Given problem: Lay out the records from the line with "the bus front" up to and including the line with "<point>705,391</point>" as a Markdown table with the columns Row and Line, giving each line a row number and leaving out blank lines. Leave the pictures out of the answer.

────────

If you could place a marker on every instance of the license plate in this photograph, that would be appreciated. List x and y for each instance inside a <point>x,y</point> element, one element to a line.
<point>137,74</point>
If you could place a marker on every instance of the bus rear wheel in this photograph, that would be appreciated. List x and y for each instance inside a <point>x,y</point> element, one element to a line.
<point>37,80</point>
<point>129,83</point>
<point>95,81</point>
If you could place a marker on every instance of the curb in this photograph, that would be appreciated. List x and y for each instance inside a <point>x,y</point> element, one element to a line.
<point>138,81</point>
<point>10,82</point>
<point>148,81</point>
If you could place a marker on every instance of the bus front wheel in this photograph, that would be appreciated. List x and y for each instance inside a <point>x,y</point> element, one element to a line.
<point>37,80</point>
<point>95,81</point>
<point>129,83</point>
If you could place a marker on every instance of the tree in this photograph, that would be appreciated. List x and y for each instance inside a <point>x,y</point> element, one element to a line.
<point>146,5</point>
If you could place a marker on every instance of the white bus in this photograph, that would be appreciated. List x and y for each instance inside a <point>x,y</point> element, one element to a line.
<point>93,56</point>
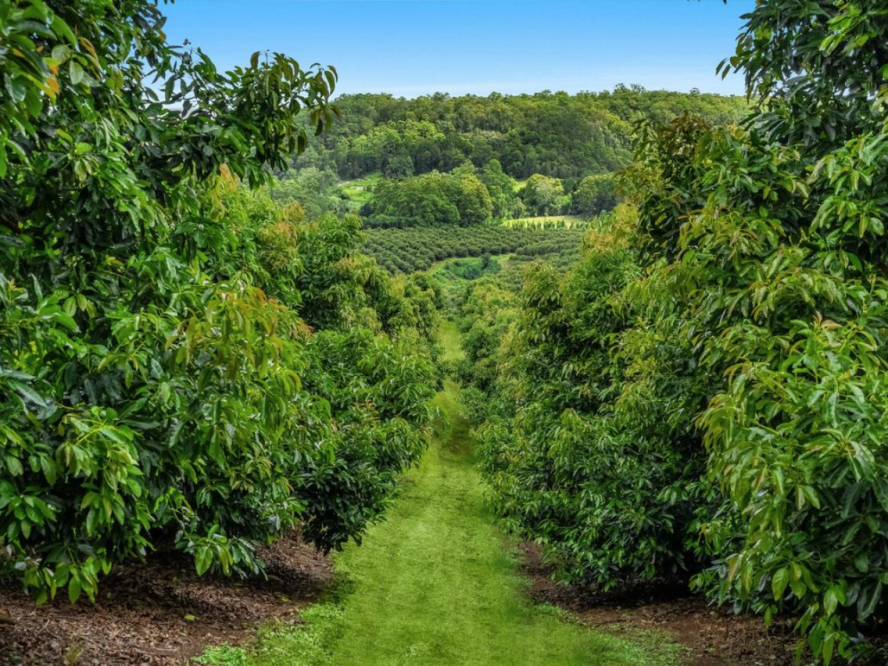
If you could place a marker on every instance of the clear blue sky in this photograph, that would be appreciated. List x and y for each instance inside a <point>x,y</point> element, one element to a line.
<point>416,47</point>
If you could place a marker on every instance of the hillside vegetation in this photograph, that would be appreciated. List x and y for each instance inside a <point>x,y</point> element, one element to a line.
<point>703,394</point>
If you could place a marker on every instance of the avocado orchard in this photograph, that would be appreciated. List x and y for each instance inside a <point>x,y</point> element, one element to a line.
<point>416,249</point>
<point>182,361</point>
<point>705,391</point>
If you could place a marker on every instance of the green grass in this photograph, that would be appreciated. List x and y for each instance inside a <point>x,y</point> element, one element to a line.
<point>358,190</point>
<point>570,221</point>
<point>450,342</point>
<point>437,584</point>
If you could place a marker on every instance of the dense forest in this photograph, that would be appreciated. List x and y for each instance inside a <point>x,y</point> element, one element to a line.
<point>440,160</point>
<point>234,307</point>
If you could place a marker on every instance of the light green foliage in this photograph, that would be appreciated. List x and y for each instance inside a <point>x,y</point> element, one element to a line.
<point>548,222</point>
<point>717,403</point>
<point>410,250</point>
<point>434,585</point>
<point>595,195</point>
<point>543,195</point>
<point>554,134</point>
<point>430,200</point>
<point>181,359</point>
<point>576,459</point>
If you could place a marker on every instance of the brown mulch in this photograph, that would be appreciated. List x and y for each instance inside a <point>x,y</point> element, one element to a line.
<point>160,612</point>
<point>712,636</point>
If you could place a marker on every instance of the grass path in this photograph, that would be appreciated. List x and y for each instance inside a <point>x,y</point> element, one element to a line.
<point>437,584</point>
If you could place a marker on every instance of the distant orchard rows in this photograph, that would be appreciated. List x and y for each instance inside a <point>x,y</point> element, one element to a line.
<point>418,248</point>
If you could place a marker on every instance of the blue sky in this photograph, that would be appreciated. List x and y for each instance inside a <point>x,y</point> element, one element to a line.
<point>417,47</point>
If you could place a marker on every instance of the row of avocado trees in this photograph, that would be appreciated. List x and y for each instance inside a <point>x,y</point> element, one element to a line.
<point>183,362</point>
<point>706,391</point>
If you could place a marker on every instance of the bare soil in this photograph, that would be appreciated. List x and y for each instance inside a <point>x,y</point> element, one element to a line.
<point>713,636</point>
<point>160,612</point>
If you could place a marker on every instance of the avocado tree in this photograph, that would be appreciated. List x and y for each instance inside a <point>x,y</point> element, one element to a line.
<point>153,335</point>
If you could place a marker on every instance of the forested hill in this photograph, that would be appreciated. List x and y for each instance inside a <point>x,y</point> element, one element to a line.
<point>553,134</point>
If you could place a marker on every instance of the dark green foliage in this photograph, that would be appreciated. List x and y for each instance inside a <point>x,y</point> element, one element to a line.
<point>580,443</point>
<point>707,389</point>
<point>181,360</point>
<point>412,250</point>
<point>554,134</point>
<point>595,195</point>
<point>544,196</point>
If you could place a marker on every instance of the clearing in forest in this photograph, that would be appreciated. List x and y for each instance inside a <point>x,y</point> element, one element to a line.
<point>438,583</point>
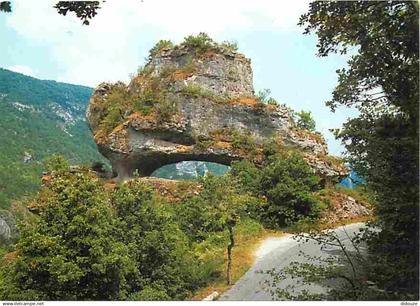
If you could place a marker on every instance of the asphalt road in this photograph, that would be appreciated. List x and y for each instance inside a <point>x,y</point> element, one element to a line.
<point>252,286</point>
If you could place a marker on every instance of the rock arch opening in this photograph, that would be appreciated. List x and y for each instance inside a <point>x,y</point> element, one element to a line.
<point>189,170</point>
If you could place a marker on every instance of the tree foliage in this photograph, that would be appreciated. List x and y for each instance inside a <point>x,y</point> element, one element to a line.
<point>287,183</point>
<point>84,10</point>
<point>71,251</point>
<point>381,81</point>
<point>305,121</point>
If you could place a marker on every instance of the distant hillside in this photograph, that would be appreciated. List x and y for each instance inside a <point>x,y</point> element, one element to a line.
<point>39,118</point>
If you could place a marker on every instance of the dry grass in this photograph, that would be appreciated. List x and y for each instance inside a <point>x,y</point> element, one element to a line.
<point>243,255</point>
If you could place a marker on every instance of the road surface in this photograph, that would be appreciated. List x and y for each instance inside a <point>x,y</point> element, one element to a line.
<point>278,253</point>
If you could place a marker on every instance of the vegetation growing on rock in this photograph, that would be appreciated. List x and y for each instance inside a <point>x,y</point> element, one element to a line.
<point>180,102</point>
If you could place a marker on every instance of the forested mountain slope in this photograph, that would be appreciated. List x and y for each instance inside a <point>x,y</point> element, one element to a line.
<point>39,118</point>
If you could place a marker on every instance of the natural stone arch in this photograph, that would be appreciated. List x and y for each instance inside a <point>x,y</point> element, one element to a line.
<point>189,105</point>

────────

Response to this exercise:
| Row | Line |
|---|---|
| 1 | If you could place a marker on every instance of the bus front wheel in this photograph, that would be appreciated. List x and y for each instance inside a <point>x,y</point> element, one element to a line. |
| 2 | <point>37,80</point> |
| 3 | <point>95,81</point> |
| 4 | <point>129,83</point> |
| 5 | If you could place a marker on every instance of the tree in this photograph, that would be appreciated. List x and y for each instance inside a <point>x,y</point> element, one element to a line. |
| 6 | <point>146,5</point> |
| 7 | If you could place a marker on every instance of the white bus in this photograph, that would be appreciated. List x and y for each instance inside a <point>x,y</point> element, one element to a line. |
| 8 | <point>93,56</point> |
| 9 | If you could place a marker on every instance of the clear blue sky in this photograph, that would be appreciated. List x and y for each instance inside a <point>x,y</point> element, one element to a line. |
| 10 | <point>416,47</point> |
| 11 | If you could place a marker on every instance of the hillside vegetation in this photograph, that would be appreciated. List x and y for each instance inside a <point>x,y</point> element, one element to a line. |
| 12 | <point>703,394</point> |
| 13 | If you could place a marker on every instance of the avocado orchard in this photograph, that would be appreciated. List x and y for each instance inside a <point>x,y</point> element, one element to a line. |
| 14 | <point>416,249</point> |
| 15 | <point>182,361</point> |
| 16 | <point>705,391</point> |